» Your objective
What lines of the data below hold "shoelace"? Show them.

» Provided records
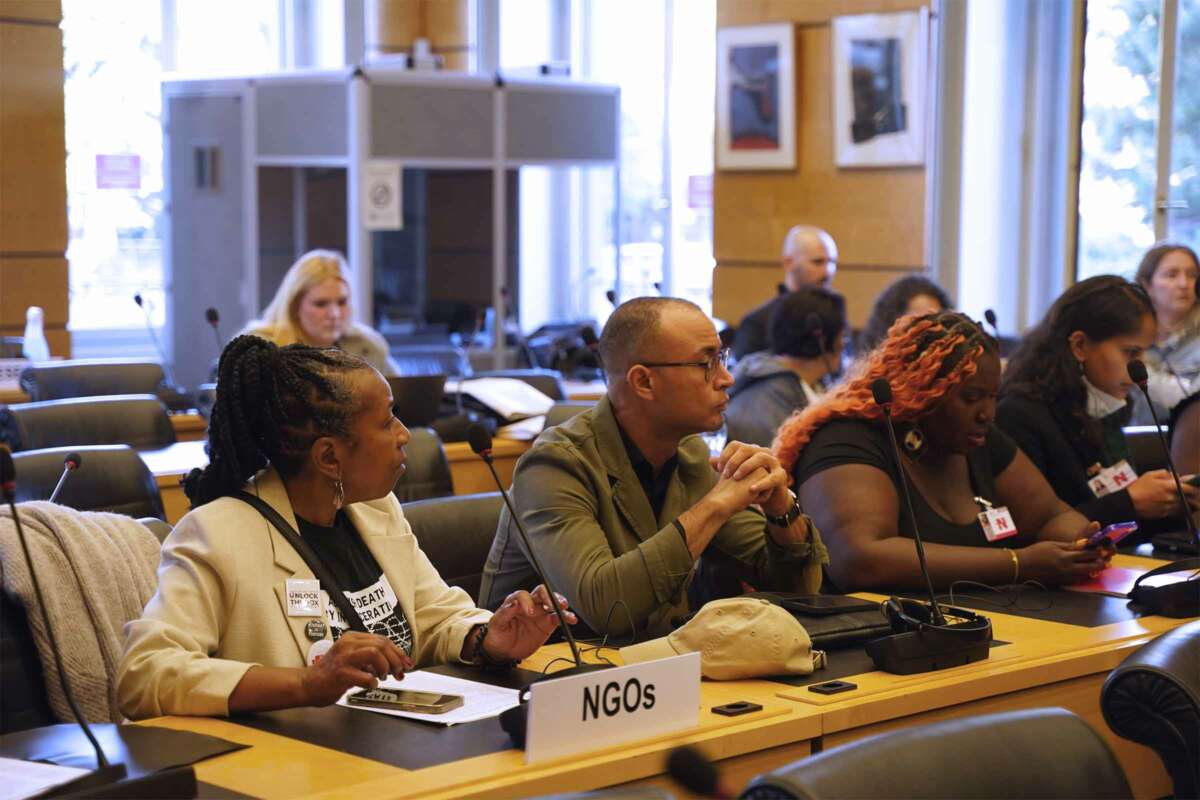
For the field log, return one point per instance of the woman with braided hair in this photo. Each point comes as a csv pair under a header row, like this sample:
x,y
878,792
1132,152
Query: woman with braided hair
x,y
945,376
239,621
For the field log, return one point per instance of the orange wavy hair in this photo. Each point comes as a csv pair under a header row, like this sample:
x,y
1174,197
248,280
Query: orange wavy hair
x,y
923,358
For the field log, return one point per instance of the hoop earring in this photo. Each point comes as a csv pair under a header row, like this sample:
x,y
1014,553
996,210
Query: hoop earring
x,y
339,493
915,443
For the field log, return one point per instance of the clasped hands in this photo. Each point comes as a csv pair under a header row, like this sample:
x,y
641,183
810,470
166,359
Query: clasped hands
x,y
753,475
520,626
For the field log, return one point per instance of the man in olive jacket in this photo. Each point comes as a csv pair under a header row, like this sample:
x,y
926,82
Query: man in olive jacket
x,y
622,500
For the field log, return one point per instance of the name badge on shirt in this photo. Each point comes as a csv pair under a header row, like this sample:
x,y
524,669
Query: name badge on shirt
x,y
997,523
1113,479
304,597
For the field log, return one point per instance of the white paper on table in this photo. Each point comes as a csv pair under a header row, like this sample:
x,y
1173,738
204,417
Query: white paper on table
x,y
480,701
511,398
25,779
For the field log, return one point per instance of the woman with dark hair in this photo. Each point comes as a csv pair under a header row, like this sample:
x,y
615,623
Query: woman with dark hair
x,y
983,510
805,337
1170,272
1066,398
912,294
239,623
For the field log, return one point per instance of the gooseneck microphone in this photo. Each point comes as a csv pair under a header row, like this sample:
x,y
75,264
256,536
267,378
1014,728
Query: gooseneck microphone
x,y
922,638
990,317
815,328
214,319
881,390
1138,374
72,462
481,443
154,338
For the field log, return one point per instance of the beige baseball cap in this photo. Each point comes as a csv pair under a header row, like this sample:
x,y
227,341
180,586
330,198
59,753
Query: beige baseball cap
x,y
737,637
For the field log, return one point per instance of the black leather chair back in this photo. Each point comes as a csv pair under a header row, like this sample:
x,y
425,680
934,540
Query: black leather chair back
x,y
1032,753
547,382
90,378
111,477
431,360
1145,449
1153,698
456,534
427,471
561,413
137,420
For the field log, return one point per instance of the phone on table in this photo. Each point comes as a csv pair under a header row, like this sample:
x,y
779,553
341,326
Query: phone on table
x,y
1111,534
399,699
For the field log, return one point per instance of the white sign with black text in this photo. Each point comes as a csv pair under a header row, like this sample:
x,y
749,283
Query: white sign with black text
x,y
382,200
609,707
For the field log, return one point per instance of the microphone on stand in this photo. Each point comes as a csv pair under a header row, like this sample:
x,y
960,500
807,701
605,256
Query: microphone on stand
x,y
214,319
480,441
815,328
1138,374
922,639
175,398
72,462
514,721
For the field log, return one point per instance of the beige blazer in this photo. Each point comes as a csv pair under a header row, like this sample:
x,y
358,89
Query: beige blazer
x,y
221,603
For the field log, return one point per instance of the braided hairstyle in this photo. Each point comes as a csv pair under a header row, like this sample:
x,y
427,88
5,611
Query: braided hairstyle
x,y
924,358
271,404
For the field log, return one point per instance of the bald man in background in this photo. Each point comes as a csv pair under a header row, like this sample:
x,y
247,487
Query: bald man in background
x,y
809,259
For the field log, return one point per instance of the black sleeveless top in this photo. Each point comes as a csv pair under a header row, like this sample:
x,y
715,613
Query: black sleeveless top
x,y
858,441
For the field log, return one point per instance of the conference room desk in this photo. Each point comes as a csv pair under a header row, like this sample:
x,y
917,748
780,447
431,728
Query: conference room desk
x,y
1042,663
469,474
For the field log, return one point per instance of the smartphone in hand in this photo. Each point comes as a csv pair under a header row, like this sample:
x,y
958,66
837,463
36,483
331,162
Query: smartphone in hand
x,y
1111,534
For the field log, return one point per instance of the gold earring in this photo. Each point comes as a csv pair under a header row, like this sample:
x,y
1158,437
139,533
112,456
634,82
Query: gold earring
x,y
339,493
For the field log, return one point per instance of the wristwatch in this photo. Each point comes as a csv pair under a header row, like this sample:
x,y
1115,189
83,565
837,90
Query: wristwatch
x,y
790,516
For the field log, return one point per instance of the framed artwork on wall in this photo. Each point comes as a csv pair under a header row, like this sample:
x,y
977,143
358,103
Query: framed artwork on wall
x,y
879,92
756,97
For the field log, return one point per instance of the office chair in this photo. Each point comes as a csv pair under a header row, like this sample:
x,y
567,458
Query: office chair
x,y
456,534
1153,698
1030,753
111,477
137,420
427,471
90,378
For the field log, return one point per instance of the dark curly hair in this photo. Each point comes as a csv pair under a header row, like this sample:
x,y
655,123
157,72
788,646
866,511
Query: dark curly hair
x,y
789,329
892,304
1043,368
271,404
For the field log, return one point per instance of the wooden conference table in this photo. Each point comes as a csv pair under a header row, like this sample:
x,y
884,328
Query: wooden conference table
x,y
1042,663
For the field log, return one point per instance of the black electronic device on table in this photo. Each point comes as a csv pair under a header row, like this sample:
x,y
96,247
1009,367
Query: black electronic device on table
x,y
925,636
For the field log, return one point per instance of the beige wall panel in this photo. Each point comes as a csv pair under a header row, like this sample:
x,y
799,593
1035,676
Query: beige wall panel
x,y
45,11
27,282
875,215
803,12
737,289
33,154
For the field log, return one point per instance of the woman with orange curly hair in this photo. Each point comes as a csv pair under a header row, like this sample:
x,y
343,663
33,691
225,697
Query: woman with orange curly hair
x,y
945,376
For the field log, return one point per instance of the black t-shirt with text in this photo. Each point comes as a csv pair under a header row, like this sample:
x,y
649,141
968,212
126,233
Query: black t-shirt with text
x,y
360,578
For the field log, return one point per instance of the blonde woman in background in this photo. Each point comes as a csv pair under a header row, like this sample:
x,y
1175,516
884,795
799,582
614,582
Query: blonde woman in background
x,y
312,306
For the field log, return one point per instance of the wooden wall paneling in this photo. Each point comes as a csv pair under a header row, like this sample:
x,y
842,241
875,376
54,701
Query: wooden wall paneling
x,y
876,216
33,150
27,282
37,11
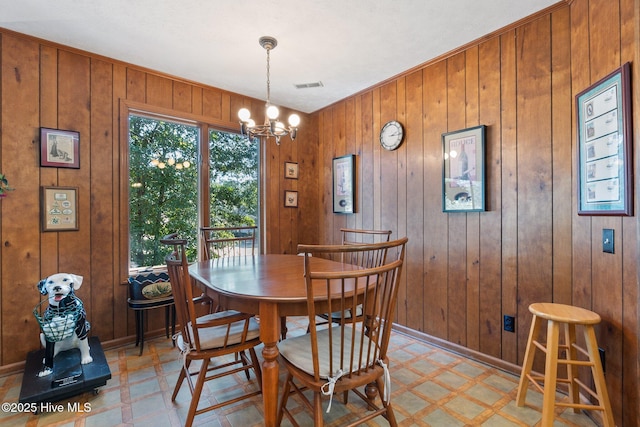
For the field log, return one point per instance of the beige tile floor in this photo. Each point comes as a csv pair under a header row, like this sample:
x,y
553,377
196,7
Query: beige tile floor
x,y
430,387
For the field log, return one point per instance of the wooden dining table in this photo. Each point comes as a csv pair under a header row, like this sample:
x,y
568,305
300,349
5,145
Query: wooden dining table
x,y
270,286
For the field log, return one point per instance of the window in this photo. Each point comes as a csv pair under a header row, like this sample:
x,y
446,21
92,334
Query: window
x,y
163,193
233,179
166,190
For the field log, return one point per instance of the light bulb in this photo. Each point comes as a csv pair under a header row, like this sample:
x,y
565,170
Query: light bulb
x,y
294,120
272,112
244,114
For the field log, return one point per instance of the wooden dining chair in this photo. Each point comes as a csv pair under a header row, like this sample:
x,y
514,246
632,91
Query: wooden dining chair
x,y
228,242
204,338
369,258
343,357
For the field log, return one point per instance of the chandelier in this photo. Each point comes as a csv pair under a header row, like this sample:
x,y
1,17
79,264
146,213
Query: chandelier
x,y
271,127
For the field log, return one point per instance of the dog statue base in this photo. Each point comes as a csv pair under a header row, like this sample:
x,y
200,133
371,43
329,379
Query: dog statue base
x,y
65,383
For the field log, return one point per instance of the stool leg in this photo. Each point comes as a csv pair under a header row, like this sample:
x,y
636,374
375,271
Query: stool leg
x,y
572,370
550,374
598,375
527,363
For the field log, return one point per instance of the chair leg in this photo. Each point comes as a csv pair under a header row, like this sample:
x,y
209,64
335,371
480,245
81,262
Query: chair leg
x,y
197,390
318,421
256,366
142,318
550,374
184,371
527,363
391,417
283,400
137,314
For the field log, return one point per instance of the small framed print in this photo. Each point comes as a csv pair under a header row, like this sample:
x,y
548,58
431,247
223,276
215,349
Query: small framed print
x,y
605,162
344,181
290,199
59,208
463,170
291,170
59,148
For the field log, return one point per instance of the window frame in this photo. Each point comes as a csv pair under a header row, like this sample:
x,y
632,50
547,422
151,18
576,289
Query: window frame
x,y
205,124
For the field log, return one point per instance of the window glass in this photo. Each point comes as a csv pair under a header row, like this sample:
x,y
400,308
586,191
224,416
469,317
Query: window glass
x,y
233,179
163,187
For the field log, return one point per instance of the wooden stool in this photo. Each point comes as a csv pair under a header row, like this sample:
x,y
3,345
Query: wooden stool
x,y
569,316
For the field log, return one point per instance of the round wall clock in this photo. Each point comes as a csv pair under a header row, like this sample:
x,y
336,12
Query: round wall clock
x,y
391,135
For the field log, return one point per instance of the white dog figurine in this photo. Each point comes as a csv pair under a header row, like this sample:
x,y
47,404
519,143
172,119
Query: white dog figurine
x,y
64,324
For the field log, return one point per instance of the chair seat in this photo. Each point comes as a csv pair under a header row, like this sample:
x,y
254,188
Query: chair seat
x,y
215,336
296,351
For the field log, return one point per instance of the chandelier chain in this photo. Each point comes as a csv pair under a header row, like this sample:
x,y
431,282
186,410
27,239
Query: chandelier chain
x,y
268,79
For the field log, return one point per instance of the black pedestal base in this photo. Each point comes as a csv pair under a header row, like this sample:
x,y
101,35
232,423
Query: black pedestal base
x,y
69,376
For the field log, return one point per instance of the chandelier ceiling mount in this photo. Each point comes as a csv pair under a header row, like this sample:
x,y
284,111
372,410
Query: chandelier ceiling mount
x,y
271,127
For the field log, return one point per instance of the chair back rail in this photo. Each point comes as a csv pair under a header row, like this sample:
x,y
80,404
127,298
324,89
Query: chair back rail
x,y
350,354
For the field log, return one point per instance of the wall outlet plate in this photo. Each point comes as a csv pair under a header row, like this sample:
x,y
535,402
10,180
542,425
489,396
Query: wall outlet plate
x,y
608,241
509,323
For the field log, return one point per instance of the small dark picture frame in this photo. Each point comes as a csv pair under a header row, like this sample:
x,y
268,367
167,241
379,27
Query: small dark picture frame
x,y
290,170
605,162
59,148
344,181
290,199
59,208
463,170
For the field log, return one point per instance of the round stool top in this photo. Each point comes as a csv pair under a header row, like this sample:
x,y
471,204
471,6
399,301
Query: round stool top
x,y
564,313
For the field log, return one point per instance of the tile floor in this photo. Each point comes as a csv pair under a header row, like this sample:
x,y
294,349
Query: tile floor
x,y
431,387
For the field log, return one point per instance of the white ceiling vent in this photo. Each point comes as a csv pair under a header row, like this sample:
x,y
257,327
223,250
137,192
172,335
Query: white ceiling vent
x,y
308,85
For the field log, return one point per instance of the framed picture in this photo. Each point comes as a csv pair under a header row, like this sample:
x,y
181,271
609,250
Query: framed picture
x,y
463,170
290,199
290,170
59,148
344,184
603,113
59,208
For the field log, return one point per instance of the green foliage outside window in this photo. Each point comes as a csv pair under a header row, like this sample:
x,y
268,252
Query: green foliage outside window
x,y
163,185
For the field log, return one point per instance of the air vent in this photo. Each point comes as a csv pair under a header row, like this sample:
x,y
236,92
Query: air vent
x,y
308,85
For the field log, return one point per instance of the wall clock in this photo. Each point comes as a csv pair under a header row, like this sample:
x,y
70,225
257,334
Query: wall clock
x,y
391,135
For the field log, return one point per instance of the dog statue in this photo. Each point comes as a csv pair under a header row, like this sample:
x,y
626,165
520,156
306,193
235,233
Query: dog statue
x,y
64,323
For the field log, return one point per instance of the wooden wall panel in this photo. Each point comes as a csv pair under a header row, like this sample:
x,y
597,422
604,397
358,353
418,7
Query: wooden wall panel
x,y
57,87
489,289
411,296
20,249
509,197
530,245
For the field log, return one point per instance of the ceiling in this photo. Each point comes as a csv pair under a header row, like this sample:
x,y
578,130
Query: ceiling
x,y
348,45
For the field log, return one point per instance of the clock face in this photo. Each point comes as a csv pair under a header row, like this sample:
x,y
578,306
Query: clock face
x,y
391,135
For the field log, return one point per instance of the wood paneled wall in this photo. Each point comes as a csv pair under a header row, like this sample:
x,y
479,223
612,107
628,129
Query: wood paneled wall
x,y
43,84
464,271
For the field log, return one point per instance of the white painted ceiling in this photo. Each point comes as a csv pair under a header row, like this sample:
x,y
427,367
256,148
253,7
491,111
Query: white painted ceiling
x,y
348,45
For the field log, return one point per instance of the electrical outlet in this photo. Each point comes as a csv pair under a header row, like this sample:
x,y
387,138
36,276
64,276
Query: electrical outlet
x,y
509,323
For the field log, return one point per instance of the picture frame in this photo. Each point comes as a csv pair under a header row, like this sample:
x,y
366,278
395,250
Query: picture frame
x,y
59,208
605,162
290,199
463,170
344,184
59,148
290,170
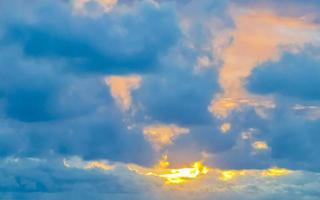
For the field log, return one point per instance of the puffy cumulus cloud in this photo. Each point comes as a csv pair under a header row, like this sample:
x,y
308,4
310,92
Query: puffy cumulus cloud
x,y
118,41
177,94
160,134
92,136
294,75
46,109
293,140
272,32
121,87
44,179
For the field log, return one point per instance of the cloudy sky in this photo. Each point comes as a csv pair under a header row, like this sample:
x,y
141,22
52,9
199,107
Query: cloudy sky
x,y
160,99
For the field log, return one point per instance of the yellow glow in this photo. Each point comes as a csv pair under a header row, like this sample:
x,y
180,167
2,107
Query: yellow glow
x,y
226,175
276,172
260,145
184,174
173,176
198,169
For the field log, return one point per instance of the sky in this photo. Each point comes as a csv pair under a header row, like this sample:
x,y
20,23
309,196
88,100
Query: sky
x,y
160,99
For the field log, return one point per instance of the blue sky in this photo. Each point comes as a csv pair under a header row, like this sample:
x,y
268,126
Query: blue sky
x,y
101,98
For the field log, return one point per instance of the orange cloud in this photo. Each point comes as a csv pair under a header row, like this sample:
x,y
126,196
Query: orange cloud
x,y
258,36
260,145
79,5
121,87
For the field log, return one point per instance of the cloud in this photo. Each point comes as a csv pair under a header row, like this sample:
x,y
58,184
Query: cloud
x,y
32,178
121,87
272,33
294,75
160,134
116,42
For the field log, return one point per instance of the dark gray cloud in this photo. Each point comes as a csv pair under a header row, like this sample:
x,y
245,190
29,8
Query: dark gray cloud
x,y
114,42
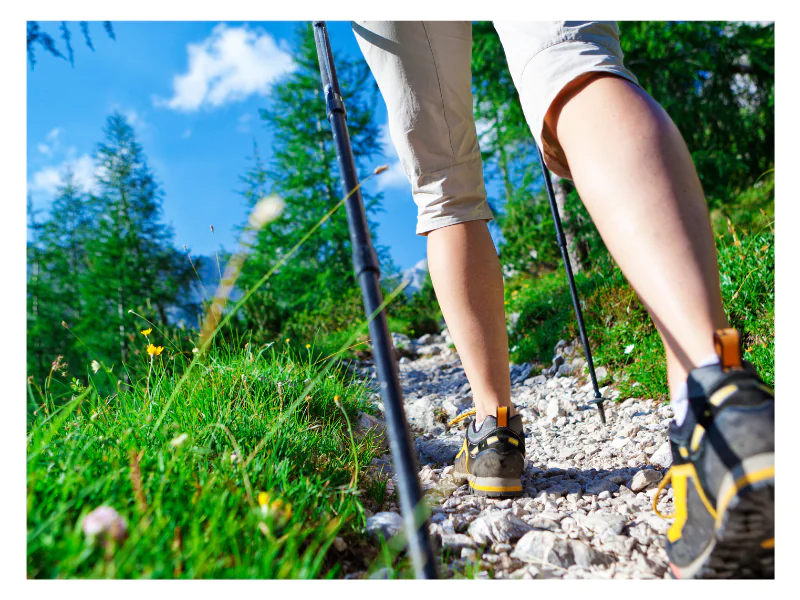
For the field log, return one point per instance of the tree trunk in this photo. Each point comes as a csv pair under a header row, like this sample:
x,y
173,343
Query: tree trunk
x,y
561,188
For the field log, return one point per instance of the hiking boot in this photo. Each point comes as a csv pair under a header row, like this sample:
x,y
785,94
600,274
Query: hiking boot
x,y
492,458
723,472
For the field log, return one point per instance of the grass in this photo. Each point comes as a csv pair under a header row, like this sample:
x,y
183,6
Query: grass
x,y
245,478
616,321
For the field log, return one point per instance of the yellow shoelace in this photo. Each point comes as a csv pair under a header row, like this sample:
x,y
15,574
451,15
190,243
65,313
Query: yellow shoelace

» Exercise response
For the field log, return one point per instance of the yellow shoelace in this photo. Each point comes as a csv pair under a header row, like this sample:
Query: yellow shoelace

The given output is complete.